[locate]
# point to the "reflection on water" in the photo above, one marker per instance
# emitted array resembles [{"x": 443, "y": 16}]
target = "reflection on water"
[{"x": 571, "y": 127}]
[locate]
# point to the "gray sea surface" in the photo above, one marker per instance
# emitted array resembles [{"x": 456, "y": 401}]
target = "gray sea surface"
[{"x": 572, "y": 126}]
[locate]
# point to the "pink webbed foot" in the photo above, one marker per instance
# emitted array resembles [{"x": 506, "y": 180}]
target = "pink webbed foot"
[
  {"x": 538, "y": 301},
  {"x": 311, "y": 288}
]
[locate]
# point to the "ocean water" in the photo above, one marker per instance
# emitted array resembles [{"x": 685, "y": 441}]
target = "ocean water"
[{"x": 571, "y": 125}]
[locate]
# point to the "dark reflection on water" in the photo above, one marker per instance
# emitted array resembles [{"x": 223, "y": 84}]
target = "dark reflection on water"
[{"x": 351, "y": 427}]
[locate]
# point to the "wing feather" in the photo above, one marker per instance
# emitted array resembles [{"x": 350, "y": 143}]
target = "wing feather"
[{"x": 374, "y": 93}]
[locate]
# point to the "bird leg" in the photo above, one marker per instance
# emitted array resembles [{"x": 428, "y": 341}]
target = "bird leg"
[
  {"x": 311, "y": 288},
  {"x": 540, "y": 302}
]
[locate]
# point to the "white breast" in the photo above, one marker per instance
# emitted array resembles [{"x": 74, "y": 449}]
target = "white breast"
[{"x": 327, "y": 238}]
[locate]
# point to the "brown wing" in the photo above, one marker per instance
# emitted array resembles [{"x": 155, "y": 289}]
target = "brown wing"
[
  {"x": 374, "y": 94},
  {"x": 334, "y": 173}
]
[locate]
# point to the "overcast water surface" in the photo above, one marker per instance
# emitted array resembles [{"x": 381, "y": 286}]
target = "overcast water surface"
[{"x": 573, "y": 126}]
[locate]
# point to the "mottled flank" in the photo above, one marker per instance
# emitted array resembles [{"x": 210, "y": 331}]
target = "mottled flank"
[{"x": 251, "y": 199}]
+ + + + + + +
§ **Requirements**
Pull out every line in the rows above that contains the word "surface", copying each one unchanged.

§ **Expected answer**
# point to the "gray sea surface" in the photo above, one marker per instance
target = "gray sea surface"
# point to the "overcast water surface" in the photo above, one marker per instance
target = "overcast water surface"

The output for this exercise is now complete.